Instructions to follow. In the article on special purpose placements, for how long can an SPP be pre-committed?

Document extract.
Having been around the investment banking and public listing arena in the USA, Australasian markets, or the Frankfurt Stock Exchange (Deutsche Boerse or DAX) has taught me a few things.
The purpose of this article is discuss how to raise capital with a special purpose private placement from private equity investors for IPO or capital expansion.
In the capital raise market today there are two types of equity investments. One is called a conventional raise or fixed price placement. The other is called a Special Purpose Placement which we call SPP or variable pricing placement.
We answer some frequently asked questions regarding Special Purpose Placements
Why not offer “normal” equity…this looks complex?
SPPs are really quite simple, with the attendant process no more complex than standard professional placements, and a whole lot simpler than rights issues, and other underwritten issues.
The advantage is that an SPP is pre-committed (for a period up to three years) with the issue being
triggered and controlled by the company. In volatile and uncertain equity markets this pre-qualification and pre-agreed issue discount rate is superior in most circumstances.

Excerpts from a point labeling dataset:
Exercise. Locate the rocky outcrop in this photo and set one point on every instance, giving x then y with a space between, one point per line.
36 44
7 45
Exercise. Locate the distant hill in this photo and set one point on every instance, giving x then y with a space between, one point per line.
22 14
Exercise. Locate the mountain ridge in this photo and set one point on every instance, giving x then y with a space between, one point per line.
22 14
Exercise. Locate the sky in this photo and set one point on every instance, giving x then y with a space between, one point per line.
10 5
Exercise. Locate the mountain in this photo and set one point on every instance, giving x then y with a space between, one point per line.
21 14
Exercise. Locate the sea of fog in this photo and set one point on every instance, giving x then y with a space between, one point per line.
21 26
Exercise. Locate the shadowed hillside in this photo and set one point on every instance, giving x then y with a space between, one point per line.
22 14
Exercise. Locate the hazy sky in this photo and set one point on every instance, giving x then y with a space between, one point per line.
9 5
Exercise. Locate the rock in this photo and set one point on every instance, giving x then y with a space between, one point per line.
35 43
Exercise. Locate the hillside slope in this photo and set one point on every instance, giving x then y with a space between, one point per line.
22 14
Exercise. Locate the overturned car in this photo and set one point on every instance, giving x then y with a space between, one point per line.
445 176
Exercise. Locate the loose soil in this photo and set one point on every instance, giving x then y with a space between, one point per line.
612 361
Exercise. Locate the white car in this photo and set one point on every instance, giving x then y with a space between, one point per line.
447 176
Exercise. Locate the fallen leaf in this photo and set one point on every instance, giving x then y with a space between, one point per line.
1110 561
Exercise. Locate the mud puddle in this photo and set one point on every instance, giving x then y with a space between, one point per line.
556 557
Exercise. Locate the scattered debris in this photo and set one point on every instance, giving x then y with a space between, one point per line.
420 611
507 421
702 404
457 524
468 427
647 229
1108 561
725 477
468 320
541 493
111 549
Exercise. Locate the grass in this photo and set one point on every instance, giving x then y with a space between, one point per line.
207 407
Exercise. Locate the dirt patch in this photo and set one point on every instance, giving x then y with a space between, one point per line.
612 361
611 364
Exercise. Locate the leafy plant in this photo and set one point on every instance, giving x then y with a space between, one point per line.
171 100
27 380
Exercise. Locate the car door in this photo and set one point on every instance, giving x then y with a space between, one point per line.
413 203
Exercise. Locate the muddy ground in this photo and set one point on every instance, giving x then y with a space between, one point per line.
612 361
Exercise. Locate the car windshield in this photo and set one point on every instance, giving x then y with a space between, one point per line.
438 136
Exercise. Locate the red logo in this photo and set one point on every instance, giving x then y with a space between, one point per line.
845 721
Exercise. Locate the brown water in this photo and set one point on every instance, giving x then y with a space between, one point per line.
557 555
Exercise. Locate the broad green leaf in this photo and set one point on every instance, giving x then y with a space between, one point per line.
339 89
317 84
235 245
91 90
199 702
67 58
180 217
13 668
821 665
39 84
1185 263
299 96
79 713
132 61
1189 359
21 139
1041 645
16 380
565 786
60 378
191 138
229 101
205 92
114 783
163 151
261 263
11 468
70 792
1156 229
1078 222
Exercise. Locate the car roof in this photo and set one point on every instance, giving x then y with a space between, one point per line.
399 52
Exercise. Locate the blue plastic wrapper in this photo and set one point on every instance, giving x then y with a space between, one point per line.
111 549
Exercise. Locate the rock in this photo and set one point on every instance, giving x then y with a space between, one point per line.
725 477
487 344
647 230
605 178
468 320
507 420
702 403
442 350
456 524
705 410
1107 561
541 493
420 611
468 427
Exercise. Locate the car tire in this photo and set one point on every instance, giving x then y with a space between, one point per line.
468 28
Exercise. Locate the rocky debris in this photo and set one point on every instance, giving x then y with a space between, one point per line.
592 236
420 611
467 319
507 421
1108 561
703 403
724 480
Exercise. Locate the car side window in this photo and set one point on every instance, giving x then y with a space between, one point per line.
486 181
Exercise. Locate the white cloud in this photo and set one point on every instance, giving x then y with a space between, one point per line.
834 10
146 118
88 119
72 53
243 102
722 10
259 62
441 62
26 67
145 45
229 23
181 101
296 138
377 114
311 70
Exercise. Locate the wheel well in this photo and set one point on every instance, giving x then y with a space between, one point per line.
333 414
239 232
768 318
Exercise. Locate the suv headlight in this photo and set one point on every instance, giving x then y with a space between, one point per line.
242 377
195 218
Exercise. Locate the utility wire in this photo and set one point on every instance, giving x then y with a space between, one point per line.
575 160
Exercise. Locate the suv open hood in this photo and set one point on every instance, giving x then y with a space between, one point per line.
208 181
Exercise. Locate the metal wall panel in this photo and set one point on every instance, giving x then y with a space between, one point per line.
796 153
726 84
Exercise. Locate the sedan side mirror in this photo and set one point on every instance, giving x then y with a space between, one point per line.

The answer. Up to three years.